* **Directive**: Switch each "plush toy" in the lines below to "stuffed toy" and write all the lines out again, with nothing else changed.

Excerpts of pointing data
+-------+

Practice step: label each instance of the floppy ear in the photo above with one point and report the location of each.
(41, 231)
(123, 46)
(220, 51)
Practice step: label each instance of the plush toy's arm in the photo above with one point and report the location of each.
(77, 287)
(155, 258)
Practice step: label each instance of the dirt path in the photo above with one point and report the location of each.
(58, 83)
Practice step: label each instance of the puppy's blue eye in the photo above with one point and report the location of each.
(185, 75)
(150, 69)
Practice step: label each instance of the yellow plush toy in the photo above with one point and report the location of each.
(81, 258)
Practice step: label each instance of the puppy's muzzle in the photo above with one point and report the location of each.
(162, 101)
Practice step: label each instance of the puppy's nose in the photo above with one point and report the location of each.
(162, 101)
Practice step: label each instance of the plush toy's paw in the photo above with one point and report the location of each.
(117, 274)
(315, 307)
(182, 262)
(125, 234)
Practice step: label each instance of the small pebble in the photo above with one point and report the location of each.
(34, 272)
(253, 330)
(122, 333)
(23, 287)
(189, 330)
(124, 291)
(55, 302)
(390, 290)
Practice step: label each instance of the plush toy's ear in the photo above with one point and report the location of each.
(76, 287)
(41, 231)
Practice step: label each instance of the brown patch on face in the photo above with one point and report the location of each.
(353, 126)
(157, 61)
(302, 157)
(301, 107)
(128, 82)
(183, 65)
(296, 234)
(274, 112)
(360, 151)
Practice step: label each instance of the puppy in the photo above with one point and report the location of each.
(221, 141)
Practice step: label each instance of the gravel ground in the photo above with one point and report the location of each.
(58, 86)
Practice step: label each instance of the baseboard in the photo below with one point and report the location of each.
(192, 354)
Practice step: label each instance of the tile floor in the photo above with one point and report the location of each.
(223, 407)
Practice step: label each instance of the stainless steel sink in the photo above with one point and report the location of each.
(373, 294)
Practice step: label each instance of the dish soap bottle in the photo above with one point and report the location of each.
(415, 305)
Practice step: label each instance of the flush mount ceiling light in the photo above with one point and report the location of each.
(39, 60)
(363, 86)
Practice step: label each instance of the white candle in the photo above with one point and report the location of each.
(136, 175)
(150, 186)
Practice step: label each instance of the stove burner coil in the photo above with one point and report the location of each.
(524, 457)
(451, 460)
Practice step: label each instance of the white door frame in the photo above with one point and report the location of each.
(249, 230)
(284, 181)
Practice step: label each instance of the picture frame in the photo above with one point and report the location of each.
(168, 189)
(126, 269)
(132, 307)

+-------+

* **Response for this exercise**:
Practice step: label each instance of the floppy ear in the photo above with one point and report the location of each.
(41, 231)
(123, 46)
(220, 51)
Practice step: label each instance of the stuffed toy's arm in the photo above with one point and report the location of each.
(77, 287)
(155, 258)
Practice step: label each instance of the dirt path in the photo above with one point and report the location of each.
(58, 83)
Practice step: label each instance of the puppy's blue eye in the photo above with one point and report the location of each.
(185, 75)
(150, 69)
Practice step: label each instance of the yellow stuffed toy in the photo above with one point and report the location of each.
(81, 258)
Practice step: label each instance of the puppy's muzzle in the photo above with one point and report the location of each.
(162, 101)
Practice step: label each instance of the puppy's nose in the photo above with one point and report the location of each.
(162, 101)
Practice step: label each instance of the stuffed toy's paw in the photo above with one point and report the location of each.
(117, 274)
(315, 307)
(182, 262)
(125, 234)
Practice step: label each instance of the small pebble in the photo above with one point and report the location of each.
(34, 272)
(253, 330)
(122, 333)
(23, 287)
(189, 330)
(124, 291)
(55, 302)
(390, 290)
Practice step: label each instance of the stuffed toy's ear in the photo above with one point and report the location of each.
(76, 287)
(41, 231)
Practice step: label each instance of the brown patch on face in the photo above with one point and report the location of each.
(353, 126)
(157, 61)
(302, 157)
(301, 107)
(128, 82)
(183, 65)
(296, 234)
(274, 112)
(360, 151)
Practice step: label each instance of the puppy in the photo above with one point and report the location of each.
(221, 141)
Practice step: label each instance of the gravel ground in the photo above with one point and report the location of each.
(58, 86)
Practice step: label each instance of the baseboard in the photo below with one point and report the location of each.
(192, 354)
Practice step: label each instance of the tile floor in the photo above with one point and report the location of each.
(223, 407)
Practice step: label each instance of the stainless steel sink in the photo above with one point and report the location of each.
(373, 294)
Practice step: label each instance of the dish soap bottle in the photo above with one point and report the location of each.
(415, 305)
Practice step: label each instance of the flush mount ceiling light in the photo above with one point and report the location of each.
(39, 60)
(363, 86)
Practice step: label each instance of the white candle in the photo above with one point and report the location of each.
(136, 175)
(150, 186)
Practice step: label each instance of the stove burner coil in the photo above with one point and report the location of each.
(524, 457)
(451, 460)
Practice step: label each instance of the white door frame in the photo above with one point and report the location of each.
(249, 230)
(284, 181)
Practice step: label each instance of the picture frame in the photo above with one point and report the location of each.
(168, 189)
(126, 269)
(132, 307)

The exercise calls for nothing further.